*Written problem*
Format the listing lines between the one containing "black backpack, each" and the one containing "pixel 402 405", inclusive, as a numbered list, leaving out any blank lines.

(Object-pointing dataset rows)
----------------------------------------

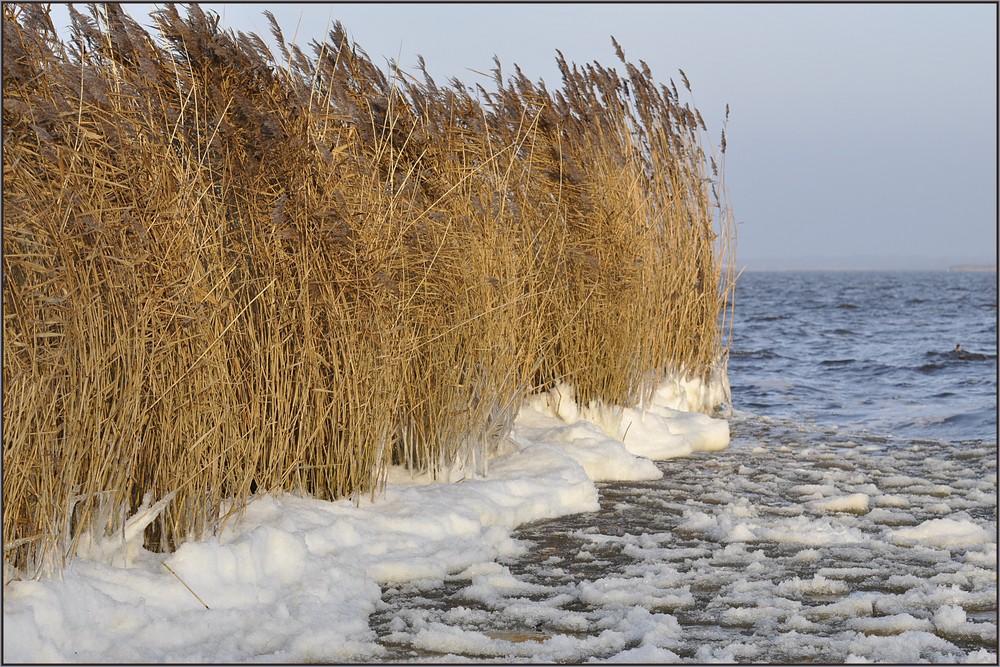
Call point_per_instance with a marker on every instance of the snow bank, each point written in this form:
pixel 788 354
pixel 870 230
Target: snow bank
pixel 296 579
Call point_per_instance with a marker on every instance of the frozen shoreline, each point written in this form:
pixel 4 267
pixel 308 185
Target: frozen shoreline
pixel 296 578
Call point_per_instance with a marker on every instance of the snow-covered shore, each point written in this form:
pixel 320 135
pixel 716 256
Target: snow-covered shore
pixel 296 578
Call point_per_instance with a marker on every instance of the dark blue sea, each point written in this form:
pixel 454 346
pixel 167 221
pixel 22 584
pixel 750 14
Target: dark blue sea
pixel 853 517
pixel 869 352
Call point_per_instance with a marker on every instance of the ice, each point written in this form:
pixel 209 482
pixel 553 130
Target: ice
pixel 855 503
pixel 296 579
pixel 943 533
pixel 813 550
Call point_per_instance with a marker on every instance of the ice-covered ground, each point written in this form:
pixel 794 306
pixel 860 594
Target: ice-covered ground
pixel 796 544
pixel 816 547
pixel 297 579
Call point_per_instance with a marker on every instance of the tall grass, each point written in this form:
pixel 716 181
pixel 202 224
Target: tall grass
pixel 227 272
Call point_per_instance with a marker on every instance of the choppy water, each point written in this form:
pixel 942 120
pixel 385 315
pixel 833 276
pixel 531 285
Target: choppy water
pixel 869 351
pixel 852 518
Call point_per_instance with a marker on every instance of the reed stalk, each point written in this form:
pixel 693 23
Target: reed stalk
pixel 227 273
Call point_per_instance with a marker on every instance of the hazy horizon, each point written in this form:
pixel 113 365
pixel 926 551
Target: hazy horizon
pixel 857 133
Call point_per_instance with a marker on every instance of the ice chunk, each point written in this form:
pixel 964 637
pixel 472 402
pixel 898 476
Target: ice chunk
pixel 943 533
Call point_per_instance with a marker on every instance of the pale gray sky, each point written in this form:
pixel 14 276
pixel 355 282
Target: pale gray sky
pixel 860 136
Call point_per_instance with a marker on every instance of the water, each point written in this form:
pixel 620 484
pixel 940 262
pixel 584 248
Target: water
pixel 852 518
pixel 869 351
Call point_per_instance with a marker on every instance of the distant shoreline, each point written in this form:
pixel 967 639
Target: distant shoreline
pixel 979 268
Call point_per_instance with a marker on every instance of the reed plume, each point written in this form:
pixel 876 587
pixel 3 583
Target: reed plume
pixel 229 273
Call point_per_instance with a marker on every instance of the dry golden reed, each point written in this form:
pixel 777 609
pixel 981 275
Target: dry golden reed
pixel 229 273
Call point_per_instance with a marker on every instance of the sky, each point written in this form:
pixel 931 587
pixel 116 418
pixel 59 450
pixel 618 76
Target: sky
pixel 860 136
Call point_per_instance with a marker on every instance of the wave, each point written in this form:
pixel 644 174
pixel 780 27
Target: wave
pixel 836 362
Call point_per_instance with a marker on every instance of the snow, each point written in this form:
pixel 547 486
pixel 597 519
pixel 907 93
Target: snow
pixel 813 550
pixel 296 579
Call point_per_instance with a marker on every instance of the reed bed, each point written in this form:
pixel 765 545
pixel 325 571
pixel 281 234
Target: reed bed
pixel 229 272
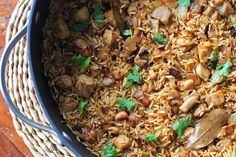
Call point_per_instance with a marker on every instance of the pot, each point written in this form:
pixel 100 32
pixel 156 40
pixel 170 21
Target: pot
pixel 33 31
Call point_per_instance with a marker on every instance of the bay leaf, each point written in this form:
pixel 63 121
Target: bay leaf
pixel 208 128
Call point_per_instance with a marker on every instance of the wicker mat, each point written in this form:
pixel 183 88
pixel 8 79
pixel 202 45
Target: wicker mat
pixel 22 92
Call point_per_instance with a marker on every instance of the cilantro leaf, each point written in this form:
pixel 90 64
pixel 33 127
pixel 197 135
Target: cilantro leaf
pixel 182 124
pixel 80 109
pixel 133 76
pixel 127 32
pixel 109 151
pixel 221 72
pixel 81 26
pixel 214 56
pixel 98 13
pixel 151 137
pixel 159 38
pixel 124 103
pixel 81 61
pixel 184 3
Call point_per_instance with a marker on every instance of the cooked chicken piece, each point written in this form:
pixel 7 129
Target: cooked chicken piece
pixel 171 3
pixel 194 77
pixel 162 13
pixel 209 11
pixel 121 115
pixel 132 7
pixel 115 19
pixel 85 85
pixel 232 119
pixel 108 82
pixel 176 102
pixel 217 98
pixel 215 16
pixel 196 8
pixel 152 74
pixel 83 46
pixel 173 94
pixel 204 51
pixel 61 29
pixel 68 105
pixel 215 3
pixel 64 82
pixel 185 85
pixel 130 44
pixel 189 102
pixel 200 110
pixel 110 37
pixel 203 72
pixel 91 135
pixel 188 132
pixel 81 14
pixel 122 142
pixel 226 9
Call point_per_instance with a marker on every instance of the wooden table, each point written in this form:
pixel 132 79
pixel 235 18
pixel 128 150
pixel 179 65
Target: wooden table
pixel 11 145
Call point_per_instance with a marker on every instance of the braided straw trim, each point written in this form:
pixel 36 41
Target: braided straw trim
pixel 22 93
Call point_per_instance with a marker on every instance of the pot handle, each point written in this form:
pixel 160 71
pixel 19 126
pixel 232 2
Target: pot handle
pixel 5 93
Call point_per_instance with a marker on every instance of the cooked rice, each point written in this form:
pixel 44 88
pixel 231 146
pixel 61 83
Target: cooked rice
pixel 159 116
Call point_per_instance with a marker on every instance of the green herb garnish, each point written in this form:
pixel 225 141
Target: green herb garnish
pixel 109 151
pixel 98 13
pixel 221 72
pixel 134 76
pixel 127 32
pixel 159 38
pixel 81 26
pixel 81 61
pixel 182 124
pixel 184 3
pixel 80 109
pixel 124 103
pixel 151 137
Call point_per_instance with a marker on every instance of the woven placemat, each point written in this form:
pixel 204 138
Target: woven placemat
pixel 22 92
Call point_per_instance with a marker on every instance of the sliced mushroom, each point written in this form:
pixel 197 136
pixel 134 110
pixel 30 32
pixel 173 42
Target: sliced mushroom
pixel 81 14
pixel 204 51
pixel 122 142
pixel 203 72
pixel 108 82
pixel 83 46
pixel 200 110
pixel 174 94
pixel 121 115
pixel 216 99
pixel 62 30
pixel 189 102
pixel 185 85
pixel 64 82
pixel 226 9
pixel 85 85
pixel 162 13
pixel 209 11
pixel 114 18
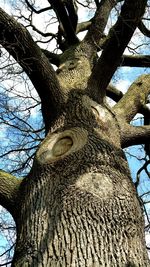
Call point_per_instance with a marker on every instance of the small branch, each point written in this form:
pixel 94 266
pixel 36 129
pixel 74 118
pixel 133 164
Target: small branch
pixel 114 93
pixel 19 43
pixel 144 167
pixel 96 30
pixel 134 135
pixel 118 38
pixel 53 58
pixel 9 186
pixel 37 11
pixel 65 17
pixel 136 61
pixel 136 97
pixel 143 29
pixel 83 26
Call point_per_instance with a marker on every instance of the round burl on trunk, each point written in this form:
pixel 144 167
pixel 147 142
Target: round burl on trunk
pixel 78 206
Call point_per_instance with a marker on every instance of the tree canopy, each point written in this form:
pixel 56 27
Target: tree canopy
pixel 52 49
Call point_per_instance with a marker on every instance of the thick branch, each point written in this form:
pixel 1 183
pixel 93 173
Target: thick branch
pixel 136 97
pixel 136 61
pixel 19 43
pixel 9 186
pixel 118 38
pixel 134 135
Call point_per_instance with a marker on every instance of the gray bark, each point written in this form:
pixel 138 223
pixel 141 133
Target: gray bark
pixel 78 206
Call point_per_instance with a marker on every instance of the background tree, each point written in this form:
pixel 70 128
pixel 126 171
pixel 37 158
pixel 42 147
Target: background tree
pixel 76 205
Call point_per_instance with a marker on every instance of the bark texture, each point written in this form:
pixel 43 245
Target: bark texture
pixel 78 206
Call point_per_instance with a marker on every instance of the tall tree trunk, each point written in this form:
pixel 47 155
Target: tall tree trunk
pixel 78 206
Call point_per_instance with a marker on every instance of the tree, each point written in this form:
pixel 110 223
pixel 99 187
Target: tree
pixel 78 206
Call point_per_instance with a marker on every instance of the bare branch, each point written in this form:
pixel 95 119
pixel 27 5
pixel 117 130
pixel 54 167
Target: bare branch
pixel 136 97
pixel 134 135
pixel 143 29
pixel 118 38
pixel 19 43
pixel 37 11
pixel 9 186
pixel 96 30
pixel 53 58
pixel 66 15
pixel 136 61
pixel 114 93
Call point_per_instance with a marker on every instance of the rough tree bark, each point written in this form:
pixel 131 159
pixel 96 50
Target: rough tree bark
pixel 78 206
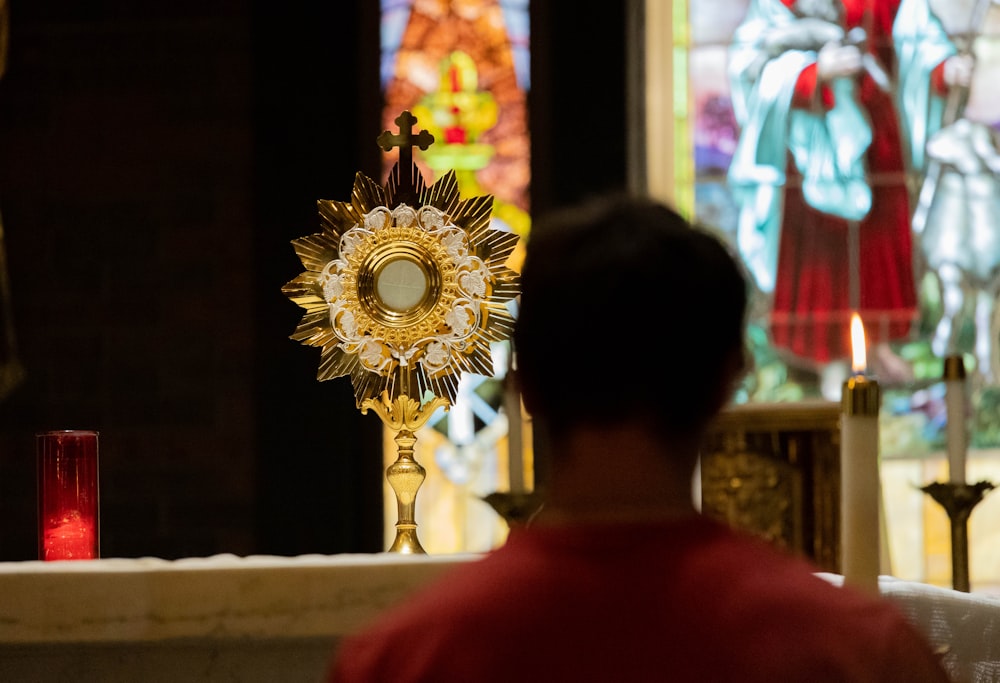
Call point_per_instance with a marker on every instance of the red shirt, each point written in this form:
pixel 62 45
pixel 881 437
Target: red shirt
pixel 680 601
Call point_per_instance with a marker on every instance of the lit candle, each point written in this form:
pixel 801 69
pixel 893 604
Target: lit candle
pixel 68 511
pixel 954 399
pixel 859 471
pixel 515 433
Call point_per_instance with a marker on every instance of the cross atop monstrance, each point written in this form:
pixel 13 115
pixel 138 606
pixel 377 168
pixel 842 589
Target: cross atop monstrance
pixel 407 181
pixel 405 289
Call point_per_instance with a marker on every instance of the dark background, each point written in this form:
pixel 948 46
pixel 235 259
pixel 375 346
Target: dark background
pixel 156 160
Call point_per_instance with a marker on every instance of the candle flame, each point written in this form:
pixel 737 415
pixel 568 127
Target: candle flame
pixel 858 353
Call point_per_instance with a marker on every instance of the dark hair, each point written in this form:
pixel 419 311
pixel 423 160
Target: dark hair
pixel 627 310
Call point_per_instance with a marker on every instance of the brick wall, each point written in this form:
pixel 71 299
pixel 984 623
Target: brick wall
pixel 146 269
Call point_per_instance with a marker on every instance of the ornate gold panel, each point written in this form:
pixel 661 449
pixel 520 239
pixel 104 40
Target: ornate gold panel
pixel 774 470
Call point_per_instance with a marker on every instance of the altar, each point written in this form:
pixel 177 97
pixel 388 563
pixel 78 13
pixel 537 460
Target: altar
pixel 219 618
pixel 267 618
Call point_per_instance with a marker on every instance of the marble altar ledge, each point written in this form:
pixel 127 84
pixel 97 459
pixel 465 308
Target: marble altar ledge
pixel 121 600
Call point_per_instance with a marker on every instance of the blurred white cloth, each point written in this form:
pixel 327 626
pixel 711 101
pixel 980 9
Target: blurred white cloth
pixel 963 627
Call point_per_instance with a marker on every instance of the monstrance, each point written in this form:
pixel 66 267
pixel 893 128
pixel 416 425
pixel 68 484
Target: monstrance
pixel 405 288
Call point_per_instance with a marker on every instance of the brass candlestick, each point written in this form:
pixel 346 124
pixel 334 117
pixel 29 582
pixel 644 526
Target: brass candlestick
pixel 958 500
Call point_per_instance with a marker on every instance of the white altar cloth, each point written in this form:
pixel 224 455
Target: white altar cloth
pixel 265 618
pixel 220 618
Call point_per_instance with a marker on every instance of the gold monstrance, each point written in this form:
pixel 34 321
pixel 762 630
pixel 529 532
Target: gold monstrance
pixel 405 289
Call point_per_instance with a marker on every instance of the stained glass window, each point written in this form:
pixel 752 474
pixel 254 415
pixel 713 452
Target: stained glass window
pixel 851 153
pixel 462 68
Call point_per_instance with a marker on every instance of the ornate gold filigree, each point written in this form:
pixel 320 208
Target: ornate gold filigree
pixel 405 299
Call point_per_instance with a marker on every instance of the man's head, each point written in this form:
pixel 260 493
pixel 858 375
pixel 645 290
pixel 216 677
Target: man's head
pixel 628 311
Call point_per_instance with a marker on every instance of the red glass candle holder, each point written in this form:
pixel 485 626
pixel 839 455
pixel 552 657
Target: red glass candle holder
pixel 68 500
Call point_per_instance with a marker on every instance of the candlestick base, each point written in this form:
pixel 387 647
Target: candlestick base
pixel 517 509
pixel 958 500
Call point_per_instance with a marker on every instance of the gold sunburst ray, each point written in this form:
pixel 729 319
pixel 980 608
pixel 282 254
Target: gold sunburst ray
pixel 443 194
pixel 366 195
pixel 390 344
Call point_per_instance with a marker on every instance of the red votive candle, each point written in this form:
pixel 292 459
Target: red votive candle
pixel 68 504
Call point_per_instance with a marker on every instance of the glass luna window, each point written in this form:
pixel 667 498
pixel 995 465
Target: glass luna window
pixel 462 69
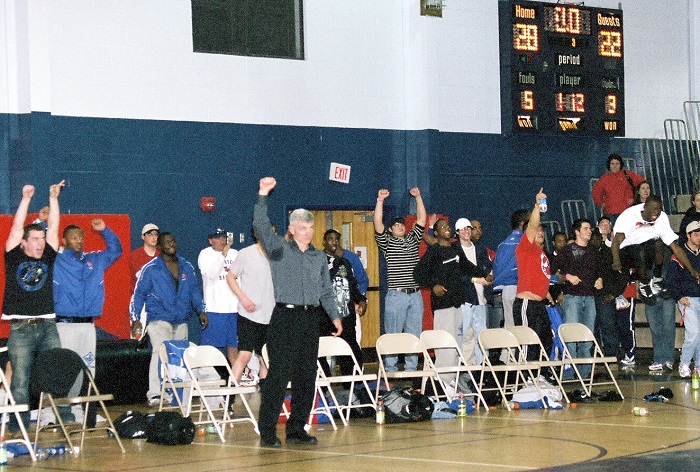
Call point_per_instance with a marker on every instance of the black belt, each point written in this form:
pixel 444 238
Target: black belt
pixel 31 321
pixel 406 290
pixel 74 319
pixel 295 307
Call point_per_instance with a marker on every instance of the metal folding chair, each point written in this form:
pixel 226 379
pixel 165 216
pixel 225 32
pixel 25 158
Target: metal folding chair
pixel 573 333
pixel 332 346
pixel 10 407
pixel 502 339
pixel 402 343
pixel 440 339
pixel 53 374
pixel 208 357
pixel 526 336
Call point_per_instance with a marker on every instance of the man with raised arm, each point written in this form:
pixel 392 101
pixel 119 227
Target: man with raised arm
pixel 530 305
pixel 302 284
pixel 403 304
pixel 28 301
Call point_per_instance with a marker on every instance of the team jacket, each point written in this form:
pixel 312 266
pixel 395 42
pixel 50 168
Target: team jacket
pixel 78 281
pixel 155 288
pixel 678 280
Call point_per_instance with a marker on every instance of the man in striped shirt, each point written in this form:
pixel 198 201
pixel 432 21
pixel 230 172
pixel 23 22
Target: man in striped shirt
pixel 403 305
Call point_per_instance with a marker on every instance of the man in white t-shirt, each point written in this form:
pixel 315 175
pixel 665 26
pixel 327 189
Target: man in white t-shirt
pixel 636 231
pixel 221 304
pixel 250 279
pixel 474 310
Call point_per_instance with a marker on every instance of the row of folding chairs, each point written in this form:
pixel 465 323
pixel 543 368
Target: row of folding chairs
pixel 506 378
pixel 209 397
pixel 52 385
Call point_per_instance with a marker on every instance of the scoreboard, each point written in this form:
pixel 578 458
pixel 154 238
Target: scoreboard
pixel 562 69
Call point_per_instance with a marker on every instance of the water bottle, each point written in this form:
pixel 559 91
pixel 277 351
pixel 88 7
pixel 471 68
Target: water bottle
pixel 3 451
pixel 461 406
pixel 380 412
pixel 56 450
pixel 41 454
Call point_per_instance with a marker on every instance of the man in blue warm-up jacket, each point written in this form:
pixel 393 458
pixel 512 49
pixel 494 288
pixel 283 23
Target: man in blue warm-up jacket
pixel 167 286
pixel 79 291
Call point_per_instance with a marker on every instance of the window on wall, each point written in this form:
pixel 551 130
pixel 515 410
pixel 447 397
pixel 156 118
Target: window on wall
pixel 264 28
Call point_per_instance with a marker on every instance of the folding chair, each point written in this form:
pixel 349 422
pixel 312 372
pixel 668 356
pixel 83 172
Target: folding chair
pixel 206 357
pixel 324 408
pixel 53 374
pixel 402 343
pixel 579 333
pixel 172 382
pixel 10 407
pixel 502 339
pixel 526 336
pixel 175 380
pixel 331 346
pixel 441 339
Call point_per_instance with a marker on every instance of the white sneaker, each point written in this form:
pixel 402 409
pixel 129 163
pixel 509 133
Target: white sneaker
pixel 684 371
pixel 154 402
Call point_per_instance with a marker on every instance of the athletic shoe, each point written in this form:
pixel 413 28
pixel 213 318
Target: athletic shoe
pixel 646 295
pixel 621 303
pixel 250 380
pixel 684 371
pixel 154 402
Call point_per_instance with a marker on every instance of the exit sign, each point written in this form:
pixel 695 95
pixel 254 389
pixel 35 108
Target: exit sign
pixel 339 173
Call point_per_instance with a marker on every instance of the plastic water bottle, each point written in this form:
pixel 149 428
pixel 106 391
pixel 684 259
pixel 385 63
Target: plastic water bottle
pixel 56 450
pixel 41 454
pixel 3 451
pixel 380 412
pixel 461 406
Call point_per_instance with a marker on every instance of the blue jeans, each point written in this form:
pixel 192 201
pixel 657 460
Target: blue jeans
pixel 25 342
pixel 662 323
pixel 691 342
pixel 580 309
pixel 474 316
pixel 403 313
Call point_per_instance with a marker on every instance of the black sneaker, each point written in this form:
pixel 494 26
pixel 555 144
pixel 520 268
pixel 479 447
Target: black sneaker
pixel 302 438
pixel 272 442
pixel 646 294
pixel 658 288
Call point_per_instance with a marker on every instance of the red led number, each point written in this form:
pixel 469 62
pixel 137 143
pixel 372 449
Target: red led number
pixel 525 37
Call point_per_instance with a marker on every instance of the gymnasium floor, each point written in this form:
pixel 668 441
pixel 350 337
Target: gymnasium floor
pixel 592 436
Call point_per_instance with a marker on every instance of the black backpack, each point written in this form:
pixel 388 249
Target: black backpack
pixel 131 425
pixel 169 428
pixel 402 405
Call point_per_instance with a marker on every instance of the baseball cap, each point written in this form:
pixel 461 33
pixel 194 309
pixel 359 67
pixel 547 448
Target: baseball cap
pixel 395 220
pixel 217 233
pixel 149 227
pixel 462 223
pixel 692 226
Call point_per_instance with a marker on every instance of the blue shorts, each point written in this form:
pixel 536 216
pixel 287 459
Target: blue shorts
pixel 222 330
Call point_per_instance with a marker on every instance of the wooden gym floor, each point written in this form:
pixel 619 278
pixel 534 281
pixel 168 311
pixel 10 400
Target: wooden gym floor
pixel 592 436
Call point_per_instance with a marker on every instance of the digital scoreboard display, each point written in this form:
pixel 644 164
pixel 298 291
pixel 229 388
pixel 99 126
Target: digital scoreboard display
pixel 562 69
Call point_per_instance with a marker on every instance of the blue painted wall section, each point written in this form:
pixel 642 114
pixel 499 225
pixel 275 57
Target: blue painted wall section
pixel 157 171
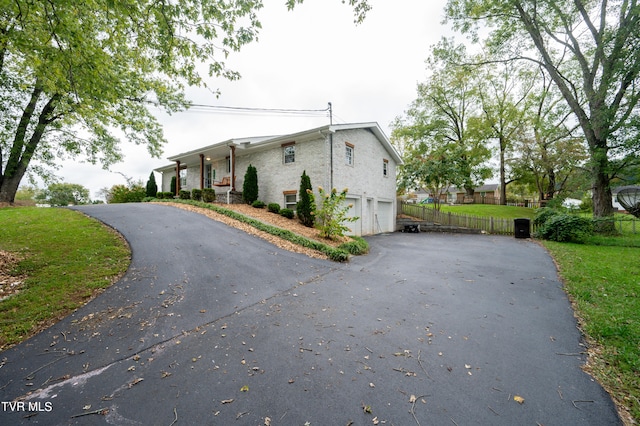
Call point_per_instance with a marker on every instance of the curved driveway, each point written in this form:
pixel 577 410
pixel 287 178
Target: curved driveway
pixel 213 326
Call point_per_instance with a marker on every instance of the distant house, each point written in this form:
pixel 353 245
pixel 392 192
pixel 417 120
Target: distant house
pixel 355 156
pixel 485 194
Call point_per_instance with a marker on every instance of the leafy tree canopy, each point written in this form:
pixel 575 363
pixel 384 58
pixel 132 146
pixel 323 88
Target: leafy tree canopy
pixel 64 194
pixel 78 76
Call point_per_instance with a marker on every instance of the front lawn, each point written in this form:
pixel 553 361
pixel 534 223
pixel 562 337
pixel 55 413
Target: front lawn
pixel 66 259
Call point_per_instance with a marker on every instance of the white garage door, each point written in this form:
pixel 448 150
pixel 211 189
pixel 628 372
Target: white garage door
pixel 384 217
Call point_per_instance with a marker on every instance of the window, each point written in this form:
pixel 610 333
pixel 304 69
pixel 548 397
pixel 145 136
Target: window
pixel 290 199
pixel 183 178
pixel 289 152
pixel 349 154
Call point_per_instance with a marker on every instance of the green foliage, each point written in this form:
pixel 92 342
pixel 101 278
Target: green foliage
pixel 306 206
pixel 250 185
pixel 273 207
pixel 331 217
pixel 133 193
pixel 288 213
pixel 357 246
pixel 208 195
pixel 335 254
pixel 564 227
pixel 173 186
pixel 64 194
pixel 152 187
pixel 543 215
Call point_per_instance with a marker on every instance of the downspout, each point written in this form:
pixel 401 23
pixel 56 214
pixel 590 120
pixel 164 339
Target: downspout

----------------------------------------

*Solution for this task*
1. Call point_per_instance with a marker on every instance of the black backpack, each point written in this form:
2. pixel 388 249
3. Target: black backpack
4. pixel 131 425
5. pixel 169 428
6. pixel 402 405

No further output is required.